Return every line of the records that includes the string "leaf".

(Records for this task begins)

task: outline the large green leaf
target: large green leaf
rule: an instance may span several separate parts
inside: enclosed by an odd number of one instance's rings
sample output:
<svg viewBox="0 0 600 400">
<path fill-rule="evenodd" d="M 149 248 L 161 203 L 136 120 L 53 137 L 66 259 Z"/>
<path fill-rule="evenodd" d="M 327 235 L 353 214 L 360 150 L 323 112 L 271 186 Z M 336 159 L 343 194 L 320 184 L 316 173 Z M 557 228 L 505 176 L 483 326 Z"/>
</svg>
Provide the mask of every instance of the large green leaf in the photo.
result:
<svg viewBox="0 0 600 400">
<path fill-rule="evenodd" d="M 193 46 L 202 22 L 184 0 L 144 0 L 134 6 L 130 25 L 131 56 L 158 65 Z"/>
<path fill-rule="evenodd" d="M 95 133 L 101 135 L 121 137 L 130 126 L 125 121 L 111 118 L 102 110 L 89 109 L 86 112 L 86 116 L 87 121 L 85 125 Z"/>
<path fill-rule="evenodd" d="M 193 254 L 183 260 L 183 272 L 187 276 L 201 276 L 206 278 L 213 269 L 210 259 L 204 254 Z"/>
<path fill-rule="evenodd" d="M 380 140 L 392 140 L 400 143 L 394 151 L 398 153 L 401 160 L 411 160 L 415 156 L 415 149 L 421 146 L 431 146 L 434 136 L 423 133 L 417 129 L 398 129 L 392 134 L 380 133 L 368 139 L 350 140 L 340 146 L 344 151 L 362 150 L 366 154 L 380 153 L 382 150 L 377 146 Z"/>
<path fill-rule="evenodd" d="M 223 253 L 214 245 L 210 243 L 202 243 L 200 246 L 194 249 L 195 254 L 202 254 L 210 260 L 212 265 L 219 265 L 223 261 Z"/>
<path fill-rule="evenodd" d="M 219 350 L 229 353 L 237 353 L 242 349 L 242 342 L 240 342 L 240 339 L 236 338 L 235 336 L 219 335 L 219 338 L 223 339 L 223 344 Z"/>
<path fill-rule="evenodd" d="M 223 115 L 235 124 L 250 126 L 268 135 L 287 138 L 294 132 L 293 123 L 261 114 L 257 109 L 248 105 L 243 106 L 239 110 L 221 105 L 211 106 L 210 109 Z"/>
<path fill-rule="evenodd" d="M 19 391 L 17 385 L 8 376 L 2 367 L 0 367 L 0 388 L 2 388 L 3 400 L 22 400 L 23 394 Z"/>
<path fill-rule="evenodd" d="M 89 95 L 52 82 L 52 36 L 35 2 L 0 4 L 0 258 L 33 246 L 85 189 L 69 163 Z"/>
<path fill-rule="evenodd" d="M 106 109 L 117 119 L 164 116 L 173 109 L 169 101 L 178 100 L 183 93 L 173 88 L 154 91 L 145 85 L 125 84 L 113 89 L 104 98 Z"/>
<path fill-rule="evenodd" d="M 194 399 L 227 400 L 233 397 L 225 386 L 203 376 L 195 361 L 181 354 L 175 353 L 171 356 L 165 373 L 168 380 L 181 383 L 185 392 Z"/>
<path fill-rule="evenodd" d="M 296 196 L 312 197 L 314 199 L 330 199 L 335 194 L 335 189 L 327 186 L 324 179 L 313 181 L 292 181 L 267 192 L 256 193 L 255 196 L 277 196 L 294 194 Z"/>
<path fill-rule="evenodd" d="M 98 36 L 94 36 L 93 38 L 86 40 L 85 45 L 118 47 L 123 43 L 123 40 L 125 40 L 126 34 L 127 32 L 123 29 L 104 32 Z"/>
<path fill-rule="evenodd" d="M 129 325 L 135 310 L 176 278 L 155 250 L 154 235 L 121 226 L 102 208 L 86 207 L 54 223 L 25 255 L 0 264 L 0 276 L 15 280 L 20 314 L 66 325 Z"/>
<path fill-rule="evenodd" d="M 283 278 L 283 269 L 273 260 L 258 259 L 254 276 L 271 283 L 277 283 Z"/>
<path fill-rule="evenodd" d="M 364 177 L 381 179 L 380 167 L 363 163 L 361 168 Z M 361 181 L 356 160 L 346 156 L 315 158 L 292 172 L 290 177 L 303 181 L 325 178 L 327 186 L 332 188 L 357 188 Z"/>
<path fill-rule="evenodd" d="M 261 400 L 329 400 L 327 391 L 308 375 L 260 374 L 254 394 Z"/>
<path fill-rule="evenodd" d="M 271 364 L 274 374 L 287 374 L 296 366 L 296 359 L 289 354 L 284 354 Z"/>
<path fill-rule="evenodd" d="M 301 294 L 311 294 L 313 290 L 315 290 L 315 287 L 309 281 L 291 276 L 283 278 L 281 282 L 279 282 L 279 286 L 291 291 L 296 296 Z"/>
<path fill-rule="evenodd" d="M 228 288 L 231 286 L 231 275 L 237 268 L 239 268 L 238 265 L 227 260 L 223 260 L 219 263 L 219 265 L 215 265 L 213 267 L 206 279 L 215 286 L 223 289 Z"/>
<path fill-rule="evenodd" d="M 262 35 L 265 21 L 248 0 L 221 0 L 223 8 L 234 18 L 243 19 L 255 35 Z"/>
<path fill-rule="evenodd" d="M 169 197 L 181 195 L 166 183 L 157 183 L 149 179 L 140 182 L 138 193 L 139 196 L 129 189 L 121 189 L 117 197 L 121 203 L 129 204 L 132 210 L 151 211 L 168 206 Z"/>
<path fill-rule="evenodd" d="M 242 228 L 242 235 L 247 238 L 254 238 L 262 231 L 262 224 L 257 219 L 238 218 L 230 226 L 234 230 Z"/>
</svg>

(Records for this task ends)

Answer for this exercise:
task: outline the large green leaf
target: large green leaf
Provide the mask of every instance of the large green leaf in the photo.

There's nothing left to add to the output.